- **Task directions**: All that should be output is the block of lines below from the line with "target | framed landscape painting" to the line with "target | child's hand", both included, exactly as written.
Start of Records to process
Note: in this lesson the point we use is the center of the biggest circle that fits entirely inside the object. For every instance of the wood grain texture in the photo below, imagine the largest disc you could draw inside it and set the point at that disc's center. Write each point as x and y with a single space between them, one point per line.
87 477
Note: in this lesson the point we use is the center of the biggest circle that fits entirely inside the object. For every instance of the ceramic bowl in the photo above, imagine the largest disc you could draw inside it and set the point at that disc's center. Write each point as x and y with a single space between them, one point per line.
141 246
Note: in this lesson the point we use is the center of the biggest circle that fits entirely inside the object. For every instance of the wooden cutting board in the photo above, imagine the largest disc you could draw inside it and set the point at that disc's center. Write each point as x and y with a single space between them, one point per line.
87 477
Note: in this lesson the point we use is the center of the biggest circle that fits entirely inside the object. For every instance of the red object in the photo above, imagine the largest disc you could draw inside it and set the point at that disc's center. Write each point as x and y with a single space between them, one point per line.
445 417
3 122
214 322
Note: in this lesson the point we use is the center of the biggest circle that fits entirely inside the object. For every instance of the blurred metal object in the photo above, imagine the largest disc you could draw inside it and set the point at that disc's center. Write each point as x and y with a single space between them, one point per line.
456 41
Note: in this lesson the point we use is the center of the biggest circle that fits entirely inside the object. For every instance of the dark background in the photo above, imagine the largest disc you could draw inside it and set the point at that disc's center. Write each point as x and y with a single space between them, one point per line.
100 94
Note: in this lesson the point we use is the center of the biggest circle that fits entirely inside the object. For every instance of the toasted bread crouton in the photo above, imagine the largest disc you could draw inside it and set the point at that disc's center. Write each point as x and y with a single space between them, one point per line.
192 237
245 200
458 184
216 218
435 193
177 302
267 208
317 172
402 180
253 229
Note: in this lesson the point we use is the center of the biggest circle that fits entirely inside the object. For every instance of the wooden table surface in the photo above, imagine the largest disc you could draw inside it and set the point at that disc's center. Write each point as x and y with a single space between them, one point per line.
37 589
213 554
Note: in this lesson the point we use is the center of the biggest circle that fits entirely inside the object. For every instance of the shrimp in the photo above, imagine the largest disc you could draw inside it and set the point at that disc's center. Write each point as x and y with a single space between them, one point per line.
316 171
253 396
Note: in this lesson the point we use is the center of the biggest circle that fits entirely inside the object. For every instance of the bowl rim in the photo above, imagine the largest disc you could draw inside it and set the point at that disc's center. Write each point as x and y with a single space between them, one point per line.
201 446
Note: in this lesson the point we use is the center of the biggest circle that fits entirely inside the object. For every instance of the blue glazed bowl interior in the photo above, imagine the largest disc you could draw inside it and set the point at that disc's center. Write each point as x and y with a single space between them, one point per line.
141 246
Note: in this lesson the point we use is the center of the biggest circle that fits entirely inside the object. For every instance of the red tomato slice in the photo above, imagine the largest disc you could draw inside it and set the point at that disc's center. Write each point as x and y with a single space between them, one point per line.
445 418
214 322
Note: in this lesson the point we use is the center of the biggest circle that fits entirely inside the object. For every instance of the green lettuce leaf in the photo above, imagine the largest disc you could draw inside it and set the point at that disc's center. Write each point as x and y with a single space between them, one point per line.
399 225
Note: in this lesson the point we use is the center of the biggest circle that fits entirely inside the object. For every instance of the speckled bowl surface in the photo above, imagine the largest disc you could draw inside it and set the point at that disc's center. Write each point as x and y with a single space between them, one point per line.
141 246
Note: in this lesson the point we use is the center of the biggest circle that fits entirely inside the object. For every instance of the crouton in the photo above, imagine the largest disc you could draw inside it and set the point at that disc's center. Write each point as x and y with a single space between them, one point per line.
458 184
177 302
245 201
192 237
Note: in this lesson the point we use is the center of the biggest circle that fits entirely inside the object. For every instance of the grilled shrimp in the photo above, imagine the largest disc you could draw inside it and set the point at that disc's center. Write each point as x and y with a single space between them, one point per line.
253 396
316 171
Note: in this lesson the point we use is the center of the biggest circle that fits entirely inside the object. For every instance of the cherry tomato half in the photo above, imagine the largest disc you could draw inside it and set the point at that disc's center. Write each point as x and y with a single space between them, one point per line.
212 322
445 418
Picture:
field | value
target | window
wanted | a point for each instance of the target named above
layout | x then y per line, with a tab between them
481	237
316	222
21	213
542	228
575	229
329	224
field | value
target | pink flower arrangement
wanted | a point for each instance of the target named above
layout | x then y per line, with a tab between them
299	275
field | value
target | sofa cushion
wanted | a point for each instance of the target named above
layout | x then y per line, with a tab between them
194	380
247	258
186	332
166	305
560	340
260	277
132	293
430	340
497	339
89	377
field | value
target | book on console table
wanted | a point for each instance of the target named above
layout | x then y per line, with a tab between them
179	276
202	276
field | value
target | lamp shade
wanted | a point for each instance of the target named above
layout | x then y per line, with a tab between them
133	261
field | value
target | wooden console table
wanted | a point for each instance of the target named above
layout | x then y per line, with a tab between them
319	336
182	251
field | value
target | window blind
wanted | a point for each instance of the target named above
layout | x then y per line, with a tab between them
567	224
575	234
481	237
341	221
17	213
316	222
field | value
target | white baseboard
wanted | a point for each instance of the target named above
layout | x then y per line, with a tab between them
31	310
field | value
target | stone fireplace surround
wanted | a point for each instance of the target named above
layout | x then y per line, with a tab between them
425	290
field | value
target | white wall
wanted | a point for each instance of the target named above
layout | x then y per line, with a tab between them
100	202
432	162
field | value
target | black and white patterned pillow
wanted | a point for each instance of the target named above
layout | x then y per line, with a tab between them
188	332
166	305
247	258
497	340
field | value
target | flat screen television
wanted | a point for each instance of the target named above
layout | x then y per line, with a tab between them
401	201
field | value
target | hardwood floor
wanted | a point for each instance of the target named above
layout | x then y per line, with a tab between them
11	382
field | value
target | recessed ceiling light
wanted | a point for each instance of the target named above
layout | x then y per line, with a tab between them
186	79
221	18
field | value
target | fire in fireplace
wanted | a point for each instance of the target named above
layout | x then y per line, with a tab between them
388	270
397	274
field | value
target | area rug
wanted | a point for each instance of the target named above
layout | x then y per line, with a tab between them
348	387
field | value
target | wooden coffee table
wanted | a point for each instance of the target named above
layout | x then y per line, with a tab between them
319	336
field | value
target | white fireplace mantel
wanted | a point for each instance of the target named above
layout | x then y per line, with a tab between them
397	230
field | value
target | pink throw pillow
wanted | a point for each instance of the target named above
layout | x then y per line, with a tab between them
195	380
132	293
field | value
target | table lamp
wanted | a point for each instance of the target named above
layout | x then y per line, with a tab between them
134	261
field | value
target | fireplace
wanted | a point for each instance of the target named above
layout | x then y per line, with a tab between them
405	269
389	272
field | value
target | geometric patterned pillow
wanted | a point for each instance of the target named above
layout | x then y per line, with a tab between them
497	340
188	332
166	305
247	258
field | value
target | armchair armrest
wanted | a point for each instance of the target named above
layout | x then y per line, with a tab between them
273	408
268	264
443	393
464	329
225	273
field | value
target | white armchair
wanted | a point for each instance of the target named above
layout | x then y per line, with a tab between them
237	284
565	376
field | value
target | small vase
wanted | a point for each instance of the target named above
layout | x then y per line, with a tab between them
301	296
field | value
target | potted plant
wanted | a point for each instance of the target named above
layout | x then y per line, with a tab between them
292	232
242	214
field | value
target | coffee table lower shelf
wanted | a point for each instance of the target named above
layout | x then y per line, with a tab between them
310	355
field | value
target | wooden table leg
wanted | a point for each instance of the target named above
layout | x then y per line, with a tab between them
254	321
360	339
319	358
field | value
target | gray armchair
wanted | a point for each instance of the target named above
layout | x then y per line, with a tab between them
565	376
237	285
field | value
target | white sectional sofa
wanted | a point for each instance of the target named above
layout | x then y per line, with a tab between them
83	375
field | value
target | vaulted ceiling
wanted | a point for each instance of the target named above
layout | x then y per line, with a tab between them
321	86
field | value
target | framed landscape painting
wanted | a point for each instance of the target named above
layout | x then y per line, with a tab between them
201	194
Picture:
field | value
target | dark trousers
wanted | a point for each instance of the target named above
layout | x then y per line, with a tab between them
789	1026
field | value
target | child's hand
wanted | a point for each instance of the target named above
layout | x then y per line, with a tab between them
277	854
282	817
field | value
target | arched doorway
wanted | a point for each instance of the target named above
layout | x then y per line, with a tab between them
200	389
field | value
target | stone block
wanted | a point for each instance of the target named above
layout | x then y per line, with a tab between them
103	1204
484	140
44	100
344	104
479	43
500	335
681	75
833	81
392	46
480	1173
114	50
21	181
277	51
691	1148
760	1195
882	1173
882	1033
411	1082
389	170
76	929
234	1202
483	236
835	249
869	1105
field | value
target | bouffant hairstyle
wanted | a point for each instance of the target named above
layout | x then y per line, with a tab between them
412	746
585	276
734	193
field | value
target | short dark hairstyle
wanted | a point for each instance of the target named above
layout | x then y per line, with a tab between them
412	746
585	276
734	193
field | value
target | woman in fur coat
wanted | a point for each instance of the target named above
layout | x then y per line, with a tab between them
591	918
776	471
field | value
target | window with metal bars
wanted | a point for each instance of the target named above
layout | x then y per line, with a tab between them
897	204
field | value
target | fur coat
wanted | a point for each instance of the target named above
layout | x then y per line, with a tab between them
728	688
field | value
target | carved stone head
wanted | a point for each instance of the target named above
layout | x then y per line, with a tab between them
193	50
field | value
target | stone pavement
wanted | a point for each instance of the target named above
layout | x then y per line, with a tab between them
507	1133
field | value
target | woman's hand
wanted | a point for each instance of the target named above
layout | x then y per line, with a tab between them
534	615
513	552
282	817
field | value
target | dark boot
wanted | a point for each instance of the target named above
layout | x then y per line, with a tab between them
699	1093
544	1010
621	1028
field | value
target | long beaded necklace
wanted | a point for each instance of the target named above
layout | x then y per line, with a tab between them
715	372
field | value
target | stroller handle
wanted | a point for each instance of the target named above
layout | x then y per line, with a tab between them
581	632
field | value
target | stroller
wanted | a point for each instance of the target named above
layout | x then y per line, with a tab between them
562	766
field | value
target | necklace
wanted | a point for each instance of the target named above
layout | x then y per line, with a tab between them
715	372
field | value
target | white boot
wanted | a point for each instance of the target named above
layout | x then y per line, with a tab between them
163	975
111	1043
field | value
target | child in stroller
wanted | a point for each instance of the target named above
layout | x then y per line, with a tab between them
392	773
End of Records to process
- **Response box**:
target | framed landscape painting
wanted | a point for each instance of the target named above
layout | x then y per line, with a tab between them
201	194
Picture:
field | value
target | dark trousers
wanted | a point for each instance of the target named above
layout | x then y per line, with a tab between them
789	1026
field | value
target | child's hand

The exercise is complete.